#### Work item:
Rewrite the lines below as a numbered list, starting with the first one and ending with the line containing "positive clicks: (369, 188)". Leave out any blank lines.

#### Data excerpts:
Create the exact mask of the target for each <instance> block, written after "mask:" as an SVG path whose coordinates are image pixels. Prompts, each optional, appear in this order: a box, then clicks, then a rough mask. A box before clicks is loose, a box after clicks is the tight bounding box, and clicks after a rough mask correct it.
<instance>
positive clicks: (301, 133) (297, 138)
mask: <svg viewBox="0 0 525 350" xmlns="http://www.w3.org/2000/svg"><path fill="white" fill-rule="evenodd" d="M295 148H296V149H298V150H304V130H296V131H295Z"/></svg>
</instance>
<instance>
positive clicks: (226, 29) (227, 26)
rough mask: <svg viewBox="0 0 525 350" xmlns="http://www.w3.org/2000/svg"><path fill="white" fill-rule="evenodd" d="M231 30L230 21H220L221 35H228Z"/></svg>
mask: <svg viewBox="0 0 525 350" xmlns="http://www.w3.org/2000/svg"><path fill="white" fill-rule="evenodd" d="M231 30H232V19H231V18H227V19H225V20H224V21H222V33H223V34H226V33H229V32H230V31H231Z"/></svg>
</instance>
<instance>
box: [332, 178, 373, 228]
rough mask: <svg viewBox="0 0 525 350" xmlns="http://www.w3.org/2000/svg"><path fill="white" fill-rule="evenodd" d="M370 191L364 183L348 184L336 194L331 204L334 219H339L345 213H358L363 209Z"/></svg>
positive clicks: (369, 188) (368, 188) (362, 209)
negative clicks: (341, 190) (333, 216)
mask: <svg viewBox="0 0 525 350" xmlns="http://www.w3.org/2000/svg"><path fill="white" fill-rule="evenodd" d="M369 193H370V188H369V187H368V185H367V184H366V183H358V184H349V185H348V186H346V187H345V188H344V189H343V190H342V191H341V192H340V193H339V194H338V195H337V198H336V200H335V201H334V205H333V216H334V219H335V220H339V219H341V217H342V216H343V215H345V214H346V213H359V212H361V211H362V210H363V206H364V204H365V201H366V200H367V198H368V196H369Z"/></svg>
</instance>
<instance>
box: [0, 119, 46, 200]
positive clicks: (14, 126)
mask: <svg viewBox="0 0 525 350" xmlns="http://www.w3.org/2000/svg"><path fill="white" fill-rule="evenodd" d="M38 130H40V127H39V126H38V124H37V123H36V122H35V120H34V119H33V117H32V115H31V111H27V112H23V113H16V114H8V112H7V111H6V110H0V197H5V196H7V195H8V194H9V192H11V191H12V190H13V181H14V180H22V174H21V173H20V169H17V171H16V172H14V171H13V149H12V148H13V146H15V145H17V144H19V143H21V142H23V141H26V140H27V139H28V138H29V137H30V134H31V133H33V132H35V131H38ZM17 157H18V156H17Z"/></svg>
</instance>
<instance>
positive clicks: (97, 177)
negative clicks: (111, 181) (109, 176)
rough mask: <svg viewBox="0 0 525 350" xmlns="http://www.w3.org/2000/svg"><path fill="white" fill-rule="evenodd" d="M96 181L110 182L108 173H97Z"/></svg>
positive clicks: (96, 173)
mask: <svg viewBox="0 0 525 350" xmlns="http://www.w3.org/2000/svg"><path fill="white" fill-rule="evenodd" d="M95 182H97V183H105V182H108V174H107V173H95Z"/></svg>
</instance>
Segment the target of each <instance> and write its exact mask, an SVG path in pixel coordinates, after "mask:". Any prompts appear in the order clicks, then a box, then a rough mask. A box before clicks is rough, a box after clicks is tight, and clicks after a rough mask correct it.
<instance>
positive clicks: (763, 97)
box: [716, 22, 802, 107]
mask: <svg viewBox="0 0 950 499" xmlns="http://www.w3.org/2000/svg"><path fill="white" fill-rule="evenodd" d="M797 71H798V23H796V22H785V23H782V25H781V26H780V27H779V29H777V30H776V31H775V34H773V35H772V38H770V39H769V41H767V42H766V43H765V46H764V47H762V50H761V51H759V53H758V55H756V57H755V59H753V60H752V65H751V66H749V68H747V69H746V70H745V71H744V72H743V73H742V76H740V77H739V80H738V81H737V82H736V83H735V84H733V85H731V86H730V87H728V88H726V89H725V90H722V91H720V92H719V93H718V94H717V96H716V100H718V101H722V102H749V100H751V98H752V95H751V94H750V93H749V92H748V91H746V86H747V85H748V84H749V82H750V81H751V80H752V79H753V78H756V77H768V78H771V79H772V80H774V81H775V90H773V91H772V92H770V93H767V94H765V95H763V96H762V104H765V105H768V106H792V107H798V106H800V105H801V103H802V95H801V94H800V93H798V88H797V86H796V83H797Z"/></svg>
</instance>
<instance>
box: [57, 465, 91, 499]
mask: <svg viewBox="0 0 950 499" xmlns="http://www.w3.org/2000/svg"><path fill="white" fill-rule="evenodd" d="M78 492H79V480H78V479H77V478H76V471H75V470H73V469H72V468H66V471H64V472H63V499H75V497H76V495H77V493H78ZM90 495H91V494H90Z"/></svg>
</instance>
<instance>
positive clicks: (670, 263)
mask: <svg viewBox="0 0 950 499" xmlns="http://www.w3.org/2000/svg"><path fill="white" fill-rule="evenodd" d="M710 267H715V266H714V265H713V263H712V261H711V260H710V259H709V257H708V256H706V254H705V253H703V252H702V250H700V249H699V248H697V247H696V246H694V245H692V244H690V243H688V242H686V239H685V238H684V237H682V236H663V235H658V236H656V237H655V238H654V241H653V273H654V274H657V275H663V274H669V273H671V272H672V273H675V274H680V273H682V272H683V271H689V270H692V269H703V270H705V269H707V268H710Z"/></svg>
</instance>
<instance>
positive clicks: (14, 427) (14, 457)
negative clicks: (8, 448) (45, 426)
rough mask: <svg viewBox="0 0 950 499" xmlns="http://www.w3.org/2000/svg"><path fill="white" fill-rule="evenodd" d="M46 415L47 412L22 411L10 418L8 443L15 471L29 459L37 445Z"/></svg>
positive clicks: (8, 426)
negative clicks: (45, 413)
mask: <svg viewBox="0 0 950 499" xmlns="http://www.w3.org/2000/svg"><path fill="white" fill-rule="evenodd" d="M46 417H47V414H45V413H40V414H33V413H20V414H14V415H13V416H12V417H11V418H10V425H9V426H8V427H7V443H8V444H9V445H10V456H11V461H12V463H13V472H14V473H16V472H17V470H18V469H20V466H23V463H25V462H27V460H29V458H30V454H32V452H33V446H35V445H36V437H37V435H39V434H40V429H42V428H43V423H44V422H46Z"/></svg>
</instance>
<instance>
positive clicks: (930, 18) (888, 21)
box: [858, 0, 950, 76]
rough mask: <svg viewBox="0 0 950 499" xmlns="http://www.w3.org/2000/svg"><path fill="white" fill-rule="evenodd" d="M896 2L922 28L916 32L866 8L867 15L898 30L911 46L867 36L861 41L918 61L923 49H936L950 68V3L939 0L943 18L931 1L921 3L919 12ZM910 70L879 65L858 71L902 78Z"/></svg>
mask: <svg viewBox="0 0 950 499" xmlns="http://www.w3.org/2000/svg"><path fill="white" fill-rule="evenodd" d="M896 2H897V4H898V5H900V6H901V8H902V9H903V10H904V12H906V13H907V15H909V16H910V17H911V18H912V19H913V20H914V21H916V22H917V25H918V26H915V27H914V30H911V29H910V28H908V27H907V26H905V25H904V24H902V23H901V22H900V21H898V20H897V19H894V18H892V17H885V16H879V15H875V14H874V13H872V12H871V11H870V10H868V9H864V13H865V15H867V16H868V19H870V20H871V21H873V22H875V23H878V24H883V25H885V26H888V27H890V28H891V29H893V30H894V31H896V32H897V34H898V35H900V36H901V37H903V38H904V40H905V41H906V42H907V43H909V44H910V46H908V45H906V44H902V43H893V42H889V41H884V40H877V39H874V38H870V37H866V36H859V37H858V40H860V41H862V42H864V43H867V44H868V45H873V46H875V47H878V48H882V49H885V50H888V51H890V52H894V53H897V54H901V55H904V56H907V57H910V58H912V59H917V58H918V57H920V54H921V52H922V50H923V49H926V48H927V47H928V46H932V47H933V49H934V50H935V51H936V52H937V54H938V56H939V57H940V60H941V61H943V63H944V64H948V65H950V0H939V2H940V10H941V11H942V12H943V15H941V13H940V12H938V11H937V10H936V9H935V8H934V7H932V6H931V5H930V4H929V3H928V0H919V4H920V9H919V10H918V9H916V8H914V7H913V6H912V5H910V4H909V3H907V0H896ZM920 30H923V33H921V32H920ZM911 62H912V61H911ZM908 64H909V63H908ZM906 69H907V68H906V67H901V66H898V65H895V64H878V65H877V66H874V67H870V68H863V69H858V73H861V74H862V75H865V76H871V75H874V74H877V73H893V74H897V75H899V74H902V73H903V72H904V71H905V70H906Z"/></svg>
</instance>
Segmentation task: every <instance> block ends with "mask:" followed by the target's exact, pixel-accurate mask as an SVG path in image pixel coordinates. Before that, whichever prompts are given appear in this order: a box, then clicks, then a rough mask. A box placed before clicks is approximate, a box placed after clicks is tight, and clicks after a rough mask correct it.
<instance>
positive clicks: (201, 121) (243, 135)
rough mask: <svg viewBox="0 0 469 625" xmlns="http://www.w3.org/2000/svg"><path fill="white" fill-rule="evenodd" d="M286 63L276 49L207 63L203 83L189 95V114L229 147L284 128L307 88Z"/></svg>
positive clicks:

#### Written answer:
1. Create the exact mask of the target for each <instance> block, written after "mask:" as an SVG path whose coordinates are image pixels. Prompts, each optional, appear in this order: a box, then clicks, then a rough mask. A box before clicks is loose, a box after clicks is the tight bounding box, and clicks after a rough mask correct it.
2. <instance>
3. positive clicks: (301, 133) (297, 138)
4. mask: <svg viewBox="0 0 525 350" xmlns="http://www.w3.org/2000/svg"><path fill="white" fill-rule="evenodd" d="M295 148H296V149H298V150H304V130H296V131H295Z"/></svg>
5. </instance>
6. <instance>
7. positive clicks: (226, 29) (227, 26)
8. rough mask: <svg viewBox="0 0 525 350" xmlns="http://www.w3.org/2000/svg"><path fill="white" fill-rule="evenodd" d="M231 30L230 21H220L221 35H228Z"/></svg>
9. mask: <svg viewBox="0 0 525 350" xmlns="http://www.w3.org/2000/svg"><path fill="white" fill-rule="evenodd" d="M231 30H232V19H231V18H227V19H225V20H224V21H222V33H223V34H226V33H229V32H230V31H231Z"/></svg>
10. </instance>
11. <instance>
12. box: [332, 178, 373, 228]
13. rough mask: <svg viewBox="0 0 525 350" xmlns="http://www.w3.org/2000/svg"><path fill="white" fill-rule="evenodd" d="M370 191L364 183L348 184L336 194L331 204L334 219H339L345 213H358L363 209Z"/></svg>
14. positive clicks: (369, 188) (368, 188) (362, 209)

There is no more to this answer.